» ASSIGNMENT
A word-for-word copy of the entries below is required.

━━━━━ RECORDS SUPPLIED ━━━━━

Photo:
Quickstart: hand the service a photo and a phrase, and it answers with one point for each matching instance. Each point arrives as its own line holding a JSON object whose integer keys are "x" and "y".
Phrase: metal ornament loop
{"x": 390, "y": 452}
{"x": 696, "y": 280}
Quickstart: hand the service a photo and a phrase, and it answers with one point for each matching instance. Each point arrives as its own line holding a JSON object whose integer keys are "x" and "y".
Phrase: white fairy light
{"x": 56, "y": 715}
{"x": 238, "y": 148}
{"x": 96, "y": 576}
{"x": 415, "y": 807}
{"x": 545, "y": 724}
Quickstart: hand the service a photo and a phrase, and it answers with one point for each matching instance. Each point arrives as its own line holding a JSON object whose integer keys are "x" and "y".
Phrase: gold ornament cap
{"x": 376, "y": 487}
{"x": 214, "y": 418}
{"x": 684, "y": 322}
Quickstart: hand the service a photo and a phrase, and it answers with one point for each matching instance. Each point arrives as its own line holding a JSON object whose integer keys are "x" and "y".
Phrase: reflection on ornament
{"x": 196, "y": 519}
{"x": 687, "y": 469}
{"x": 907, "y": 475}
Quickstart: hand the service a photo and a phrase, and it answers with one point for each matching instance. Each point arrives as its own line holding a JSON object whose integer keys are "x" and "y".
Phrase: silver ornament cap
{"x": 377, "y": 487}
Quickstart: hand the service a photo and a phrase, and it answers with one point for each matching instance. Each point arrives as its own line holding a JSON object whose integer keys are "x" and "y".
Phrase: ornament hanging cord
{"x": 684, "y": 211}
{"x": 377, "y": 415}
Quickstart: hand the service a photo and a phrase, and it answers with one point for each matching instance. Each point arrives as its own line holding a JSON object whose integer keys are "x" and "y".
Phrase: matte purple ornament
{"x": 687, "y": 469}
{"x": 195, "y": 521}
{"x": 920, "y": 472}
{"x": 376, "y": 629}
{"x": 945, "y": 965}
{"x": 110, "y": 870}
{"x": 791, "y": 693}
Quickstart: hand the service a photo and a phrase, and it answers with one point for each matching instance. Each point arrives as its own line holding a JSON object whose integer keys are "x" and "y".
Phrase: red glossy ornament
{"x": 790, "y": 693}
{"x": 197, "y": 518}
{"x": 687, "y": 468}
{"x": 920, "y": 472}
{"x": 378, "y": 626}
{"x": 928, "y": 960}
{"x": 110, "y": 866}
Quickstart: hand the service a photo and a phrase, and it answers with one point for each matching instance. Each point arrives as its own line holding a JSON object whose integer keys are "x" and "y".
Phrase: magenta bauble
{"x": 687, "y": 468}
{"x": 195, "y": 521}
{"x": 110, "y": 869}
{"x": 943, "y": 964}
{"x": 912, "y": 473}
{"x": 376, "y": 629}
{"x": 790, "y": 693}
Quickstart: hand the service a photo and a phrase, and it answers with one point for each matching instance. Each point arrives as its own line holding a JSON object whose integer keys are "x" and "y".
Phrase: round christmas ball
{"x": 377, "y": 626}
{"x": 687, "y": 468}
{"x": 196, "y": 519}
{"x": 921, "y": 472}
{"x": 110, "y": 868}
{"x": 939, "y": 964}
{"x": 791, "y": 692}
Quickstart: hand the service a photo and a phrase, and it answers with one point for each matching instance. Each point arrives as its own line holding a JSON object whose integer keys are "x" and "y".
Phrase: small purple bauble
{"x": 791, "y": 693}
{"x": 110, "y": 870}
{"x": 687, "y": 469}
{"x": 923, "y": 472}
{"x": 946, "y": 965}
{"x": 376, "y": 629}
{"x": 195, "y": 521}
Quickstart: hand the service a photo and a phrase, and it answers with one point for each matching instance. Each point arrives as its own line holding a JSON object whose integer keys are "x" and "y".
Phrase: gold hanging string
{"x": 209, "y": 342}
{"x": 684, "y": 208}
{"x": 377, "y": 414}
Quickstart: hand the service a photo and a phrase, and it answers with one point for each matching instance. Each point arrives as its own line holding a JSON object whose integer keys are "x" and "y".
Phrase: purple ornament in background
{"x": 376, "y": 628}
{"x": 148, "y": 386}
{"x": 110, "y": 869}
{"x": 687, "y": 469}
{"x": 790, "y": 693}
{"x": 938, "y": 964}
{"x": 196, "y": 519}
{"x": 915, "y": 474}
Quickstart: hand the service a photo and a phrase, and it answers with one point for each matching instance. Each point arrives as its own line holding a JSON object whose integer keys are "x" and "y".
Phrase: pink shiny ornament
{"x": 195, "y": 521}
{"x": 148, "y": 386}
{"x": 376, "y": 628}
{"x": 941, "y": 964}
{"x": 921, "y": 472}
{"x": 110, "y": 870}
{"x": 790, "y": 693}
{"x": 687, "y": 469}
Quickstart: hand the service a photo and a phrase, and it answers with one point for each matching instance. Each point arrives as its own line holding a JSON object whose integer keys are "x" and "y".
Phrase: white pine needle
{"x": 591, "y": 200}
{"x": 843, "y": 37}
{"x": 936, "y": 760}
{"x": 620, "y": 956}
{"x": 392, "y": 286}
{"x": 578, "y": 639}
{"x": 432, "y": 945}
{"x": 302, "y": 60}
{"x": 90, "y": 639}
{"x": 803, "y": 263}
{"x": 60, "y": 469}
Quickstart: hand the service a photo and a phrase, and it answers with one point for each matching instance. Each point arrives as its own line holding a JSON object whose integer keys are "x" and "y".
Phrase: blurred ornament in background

━━━━━

» YOUR RESPONSE
Photo:
Quickstart: hand the service a photo and a phrase, and it answers with one point for each matching instance. Each point arrives as its own line holding a JSON object whose integer keys are "x" and "y".
Phrase: metal ornament loop
{"x": 390, "y": 452}
{"x": 696, "y": 280}
Quickstart: hand the service a photo and a phrase, and it answers with one point for each matching instance. Each point arrives as its own line holding a JSON object whose integer keys are "x" and "y".
Phrase: white fairy light
{"x": 56, "y": 715}
{"x": 238, "y": 148}
{"x": 96, "y": 576}
{"x": 415, "y": 807}
{"x": 545, "y": 724}
Quickstart: hand the service a photo and a phrase, and it answers with one point for each matching instance. Each point arrives as its own line holding a JSON object whose integer keys are "x" and "y".
Phrase: gold ornament cap
{"x": 376, "y": 487}
{"x": 214, "y": 418}
{"x": 684, "y": 322}
Quickstart: hand the service a photo and a phrase, and it answers with one point for each matching instance. Each point arrives as its own line holding a JSON object whose integer keys are "x" and "y".
Phrase: reflection on ornament
{"x": 196, "y": 519}
{"x": 687, "y": 469}
{"x": 907, "y": 475}
Quickstart: hand the service a photo and a phrase, and it answers with one point for each matching instance. Each point arrives as its own line holding a JSON object whose integer keys are "x" and "y".
Phrase: silver ornament cap
{"x": 377, "y": 487}
Quickstart: hand the service a photo and a phrase, and it answers with one point for each matching instance. Each point arrives as its own line holding a JSON object whose integer keys are "x" and "y".
Phrase: ornament hanging cord
{"x": 684, "y": 211}
{"x": 377, "y": 415}
Quickstart: hand the service a photo and a phrase, and it answers with one point for each matching instance. Each point arrives as its own line holding a JSON object whose integer keys are "x" and "y".
Phrase: matte purple ornament
{"x": 687, "y": 469}
{"x": 195, "y": 521}
{"x": 920, "y": 472}
{"x": 376, "y": 629}
{"x": 945, "y": 965}
{"x": 110, "y": 870}
{"x": 791, "y": 693}
Quickstart: hand the service a photo and a phrase, and it answers with one point for each matching instance. Each point arrives as its own line holding a JSON object whose integer keys are "x" and "y".
Phrase: red glossy ornament
{"x": 790, "y": 693}
{"x": 197, "y": 518}
{"x": 687, "y": 468}
{"x": 920, "y": 472}
{"x": 378, "y": 626}
{"x": 928, "y": 960}
{"x": 110, "y": 866}
Quickstart: hand the service a photo and a phrase, and it answers with one point for each matching instance. Each point arrives as its own line holding a JSON object whose integer keys are "x" and "y".
Phrase: magenta bauble
{"x": 687, "y": 468}
{"x": 195, "y": 521}
{"x": 110, "y": 869}
{"x": 943, "y": 964}
{"x": 912, "y": 473}
{"x": 376, "y": 629}
{"x": 790, "y": 693}
Quickstart: hand the service a photo and a phrase, and it answers with one point for each matching instance. Each point arrives as its own line holding a JSON object whose integer keys are "x" and "y".
Phrase: round christmas ball
{"x": 377, "y": 626}
{"x": 687, "y": 468}
{"x": 196, "y": 519}
{"x": 921, "y": 472}
{"x": 110, "y": 868}
{"x": 939, "y": 964}
{"x": 791, "y": 692}
Quickstart: hand the service a photo and a phrase, and it answers with one point for each matching instance. Each point arrives as its own line holding a JSON object whose integer keys are "x" and "y".
Phrase: small purple bauble
{"x": 791, "y": 693}
{"x": 110, "y": 870}
{"x": 687, "y": 469}
{"x": 923, "y": 472}
{"x": 946, "y": 965}
{"x": 376, "y": 629}
{"x": 195, "y": 521}
Quickstart: hand the service a photo and a phrase, and it answers with one point for each matching instance. Each point arrives as its own line holding a JSON object whose integer keys are "x" and "y".
Phrase: gold hanging string
{"x": 209, "y": 342}
{"x": 684, "y": 208}
{"x": 377, "y": 414}
Quickstart: hand the service a photo and a phrase, and it answers with one point for each matching instance. Each point arrives as its own line holding a JSON object whose integer keys are "x" and "y".
Phrase: purple ornament in background
{"x": 376, "y": 628}
{"x": 148, "y": 386}
{"x": 110, "y": 869}
{"x": 687, "y": 469}
{"x": 790, "y": 693}
{"x": 938, "y": 964}
{"x": 196, "y": 519}
{"x": 915, "y": 474}
Quickstart: hand the service a photo and a phrase, and it answers with one point for each matching instance. Each point arrives as its own line holding a JSON object whose integer keys are "x" and "y".
Phrase: pink shiny ornament
{"x": 195, "y": 521}
{"x": 148, "y": 386}
{"x": 376, "y": 628}
{"x": 941, "y": 964}
{"x": 921, "y": 472}
{"x": 110, "y": 870}
{"x": 790, "y": 693}
{"x": 687, "y": 469}
Quickstart: hand the service a photo and a phrase, and it answers with one point for each matching instance. Each point arrives as its own line holding a JSON object whose integer keys are "x" and "y".
Phrase: white pine needle
{"x": 591, "y": 200}
{"x": 843, "y": 37}
{"x": 936, "y": 760}
{"x": 620, "y": 956}
{"x": 392, "y": 286}
{"x": 578, "y": 639}
{"x": 432, "y": 945}
{"x": 302, "y": 60}
{"x": 90, "y": 639}
{"x": 803, "y": 263}
{"x": 60, "y": 469}
Quickstart: hand the service a photo and a phrase, and it answers with one point for each matching instance. Each point arrives as its own line holding a JSON object whose integer keys are "x" and "y".
Phrase: blurred ornament in background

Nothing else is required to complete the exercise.